_REQUIRED ACTION_: Transcribe the data below verbatim from the line with "Need: a pin on each instance of the man wearing" to the line with "Need: a pin on each instance of the man in gray". Include both of those lines.

━━━━━━

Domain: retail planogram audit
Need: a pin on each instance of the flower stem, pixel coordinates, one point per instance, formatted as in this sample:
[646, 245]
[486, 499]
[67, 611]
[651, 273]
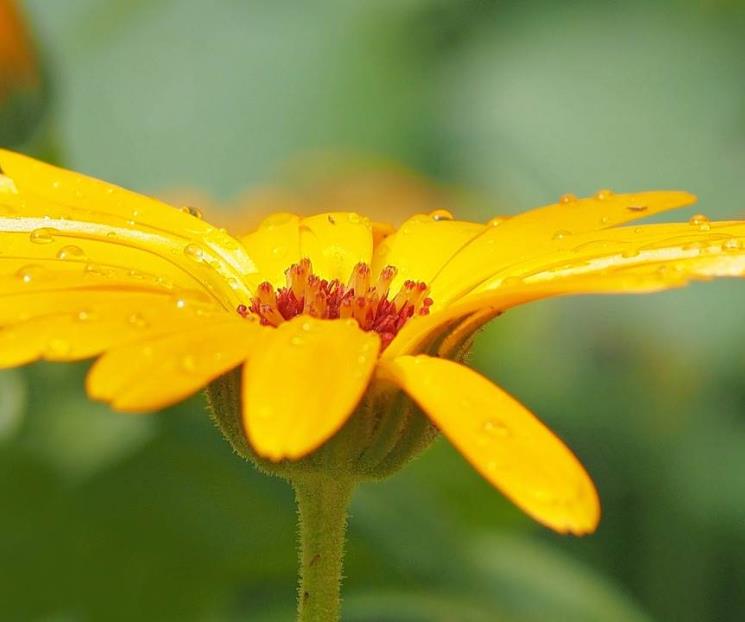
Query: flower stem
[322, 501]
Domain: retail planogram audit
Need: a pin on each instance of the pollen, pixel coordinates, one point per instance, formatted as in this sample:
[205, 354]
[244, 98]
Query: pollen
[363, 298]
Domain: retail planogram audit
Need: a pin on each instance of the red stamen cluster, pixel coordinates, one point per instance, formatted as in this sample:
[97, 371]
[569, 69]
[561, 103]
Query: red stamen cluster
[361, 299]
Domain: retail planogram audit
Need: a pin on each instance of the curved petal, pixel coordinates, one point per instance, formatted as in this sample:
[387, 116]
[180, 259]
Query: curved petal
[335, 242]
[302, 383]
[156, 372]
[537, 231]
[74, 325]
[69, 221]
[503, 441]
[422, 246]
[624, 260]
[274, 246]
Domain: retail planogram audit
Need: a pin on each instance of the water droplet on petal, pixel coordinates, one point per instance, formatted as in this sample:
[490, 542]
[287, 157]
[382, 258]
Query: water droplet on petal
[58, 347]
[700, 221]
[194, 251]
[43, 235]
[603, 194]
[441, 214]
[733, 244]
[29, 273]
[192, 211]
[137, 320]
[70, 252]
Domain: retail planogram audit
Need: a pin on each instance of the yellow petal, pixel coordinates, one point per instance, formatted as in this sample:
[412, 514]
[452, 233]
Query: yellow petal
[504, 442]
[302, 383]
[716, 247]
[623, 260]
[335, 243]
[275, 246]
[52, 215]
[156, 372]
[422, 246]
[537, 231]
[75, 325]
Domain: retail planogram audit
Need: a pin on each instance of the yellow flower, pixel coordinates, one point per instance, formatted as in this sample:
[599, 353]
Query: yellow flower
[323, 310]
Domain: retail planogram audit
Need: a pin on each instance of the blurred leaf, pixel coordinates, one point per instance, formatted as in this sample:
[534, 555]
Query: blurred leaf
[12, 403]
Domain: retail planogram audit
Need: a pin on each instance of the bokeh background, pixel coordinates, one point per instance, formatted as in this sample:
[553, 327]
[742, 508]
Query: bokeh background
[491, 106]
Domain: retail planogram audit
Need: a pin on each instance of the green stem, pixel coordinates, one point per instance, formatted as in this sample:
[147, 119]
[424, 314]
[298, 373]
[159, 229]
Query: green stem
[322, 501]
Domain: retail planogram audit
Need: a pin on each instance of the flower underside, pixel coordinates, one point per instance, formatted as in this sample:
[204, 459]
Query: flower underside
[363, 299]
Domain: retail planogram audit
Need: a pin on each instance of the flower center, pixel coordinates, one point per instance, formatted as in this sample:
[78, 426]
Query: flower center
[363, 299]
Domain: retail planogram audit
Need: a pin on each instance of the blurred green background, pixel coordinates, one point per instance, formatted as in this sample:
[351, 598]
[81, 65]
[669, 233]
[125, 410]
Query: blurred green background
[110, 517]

━━━━━━

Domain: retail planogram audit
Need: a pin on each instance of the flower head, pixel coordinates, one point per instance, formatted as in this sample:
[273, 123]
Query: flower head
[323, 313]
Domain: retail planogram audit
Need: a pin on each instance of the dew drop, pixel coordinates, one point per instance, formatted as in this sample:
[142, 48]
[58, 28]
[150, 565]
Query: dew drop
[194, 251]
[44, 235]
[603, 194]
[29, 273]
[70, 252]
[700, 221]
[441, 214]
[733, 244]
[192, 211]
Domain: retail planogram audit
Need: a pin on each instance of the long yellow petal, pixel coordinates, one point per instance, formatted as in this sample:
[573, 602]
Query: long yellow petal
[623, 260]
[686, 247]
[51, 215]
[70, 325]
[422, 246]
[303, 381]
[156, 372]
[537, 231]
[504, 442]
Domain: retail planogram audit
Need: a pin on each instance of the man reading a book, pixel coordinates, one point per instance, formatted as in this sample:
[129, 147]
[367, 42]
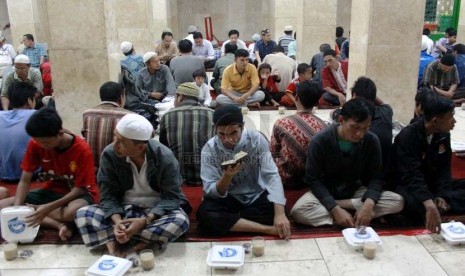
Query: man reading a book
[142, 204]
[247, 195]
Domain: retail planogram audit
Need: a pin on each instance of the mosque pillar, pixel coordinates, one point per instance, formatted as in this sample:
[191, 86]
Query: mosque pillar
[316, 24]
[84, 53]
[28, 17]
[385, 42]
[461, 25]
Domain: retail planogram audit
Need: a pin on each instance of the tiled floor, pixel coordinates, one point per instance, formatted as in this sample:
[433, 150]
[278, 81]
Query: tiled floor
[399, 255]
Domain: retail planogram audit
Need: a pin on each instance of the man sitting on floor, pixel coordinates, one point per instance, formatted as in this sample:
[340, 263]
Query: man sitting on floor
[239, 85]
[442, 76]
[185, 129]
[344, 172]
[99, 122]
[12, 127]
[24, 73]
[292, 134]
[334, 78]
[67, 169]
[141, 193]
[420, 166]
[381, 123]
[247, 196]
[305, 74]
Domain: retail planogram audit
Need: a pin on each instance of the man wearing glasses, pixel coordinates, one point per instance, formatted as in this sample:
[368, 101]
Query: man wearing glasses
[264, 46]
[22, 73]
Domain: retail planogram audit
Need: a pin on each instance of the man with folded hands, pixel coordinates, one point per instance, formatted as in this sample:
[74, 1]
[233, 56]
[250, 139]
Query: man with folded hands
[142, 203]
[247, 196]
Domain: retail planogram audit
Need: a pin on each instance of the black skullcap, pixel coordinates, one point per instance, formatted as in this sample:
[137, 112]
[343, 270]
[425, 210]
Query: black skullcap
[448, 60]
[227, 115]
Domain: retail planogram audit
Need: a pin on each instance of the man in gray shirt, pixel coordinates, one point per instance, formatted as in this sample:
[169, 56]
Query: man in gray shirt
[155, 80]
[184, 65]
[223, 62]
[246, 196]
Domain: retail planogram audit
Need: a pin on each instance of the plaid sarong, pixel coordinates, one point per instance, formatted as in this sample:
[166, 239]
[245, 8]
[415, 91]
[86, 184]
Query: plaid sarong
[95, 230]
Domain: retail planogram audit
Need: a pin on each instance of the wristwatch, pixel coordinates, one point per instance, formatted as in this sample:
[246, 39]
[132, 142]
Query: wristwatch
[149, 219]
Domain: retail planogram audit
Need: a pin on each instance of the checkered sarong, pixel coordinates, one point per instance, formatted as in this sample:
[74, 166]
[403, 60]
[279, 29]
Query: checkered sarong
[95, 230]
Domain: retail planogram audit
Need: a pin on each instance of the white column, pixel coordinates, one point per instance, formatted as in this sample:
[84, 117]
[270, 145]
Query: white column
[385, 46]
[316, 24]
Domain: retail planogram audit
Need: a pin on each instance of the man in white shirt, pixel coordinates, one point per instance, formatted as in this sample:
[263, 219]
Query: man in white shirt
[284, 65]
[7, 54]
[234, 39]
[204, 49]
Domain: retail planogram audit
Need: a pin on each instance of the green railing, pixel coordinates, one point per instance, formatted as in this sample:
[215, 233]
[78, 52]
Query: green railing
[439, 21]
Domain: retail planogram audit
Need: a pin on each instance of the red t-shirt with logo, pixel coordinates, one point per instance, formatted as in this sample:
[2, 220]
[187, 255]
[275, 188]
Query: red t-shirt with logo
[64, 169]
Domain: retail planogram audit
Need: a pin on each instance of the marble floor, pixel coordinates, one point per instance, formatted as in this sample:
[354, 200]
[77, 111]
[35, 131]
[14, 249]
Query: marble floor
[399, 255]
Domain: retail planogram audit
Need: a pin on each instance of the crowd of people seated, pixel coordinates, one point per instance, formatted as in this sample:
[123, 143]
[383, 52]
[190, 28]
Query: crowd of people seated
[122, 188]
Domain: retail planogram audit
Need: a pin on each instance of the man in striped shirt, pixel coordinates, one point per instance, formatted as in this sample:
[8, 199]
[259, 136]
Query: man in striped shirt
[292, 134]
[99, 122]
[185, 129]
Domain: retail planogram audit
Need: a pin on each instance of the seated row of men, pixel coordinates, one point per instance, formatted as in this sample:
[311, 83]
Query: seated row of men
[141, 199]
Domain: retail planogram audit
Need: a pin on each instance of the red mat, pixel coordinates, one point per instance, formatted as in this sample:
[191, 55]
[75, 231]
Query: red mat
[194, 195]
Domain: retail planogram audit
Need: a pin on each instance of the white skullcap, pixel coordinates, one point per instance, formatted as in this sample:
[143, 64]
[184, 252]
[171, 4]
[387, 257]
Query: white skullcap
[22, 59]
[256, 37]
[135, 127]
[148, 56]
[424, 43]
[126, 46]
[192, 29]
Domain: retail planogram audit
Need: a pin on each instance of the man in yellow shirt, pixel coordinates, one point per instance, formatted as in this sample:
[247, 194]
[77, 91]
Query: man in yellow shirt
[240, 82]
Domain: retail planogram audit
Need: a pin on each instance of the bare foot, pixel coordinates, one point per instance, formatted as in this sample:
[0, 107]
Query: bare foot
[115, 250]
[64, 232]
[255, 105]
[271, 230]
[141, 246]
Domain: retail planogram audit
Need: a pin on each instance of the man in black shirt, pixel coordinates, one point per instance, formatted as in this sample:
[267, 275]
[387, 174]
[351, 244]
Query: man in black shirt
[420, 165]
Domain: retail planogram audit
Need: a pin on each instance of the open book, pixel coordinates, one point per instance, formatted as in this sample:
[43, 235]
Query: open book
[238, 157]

━━━━━━

_ANSWER BOX_:
Need: a pin on each instance of the man wearing glasses, pixel coordinates, one point per instance, formatted as in this sample:
[368, 101]
Query: man wearing glasses
[264, 46]
[22, 73]
Domain: retail planogram audit
Need: a pin on each instance of the man with folded hands, pixel coordinates, one point per instance, formatted as in this sample:
[74, 1]
[233, 56]
[250, 139]
Query: man with folded hands
[142, 203]
[247, 196]
Domain: retail planogram audit
Need: a pin on each instance of the black skullcap, pixel coordinates, one point per instance, formatted as in this sample:
[137, 112]
[343, 270]
[425, 210]
Query: black skullcap
[448, 60]
[227, 115]
Domain: retail planogram audit
Need: a pin on each instance of the man in gray shirt, pixel coordinates, one point per instance, formatted as in this sample:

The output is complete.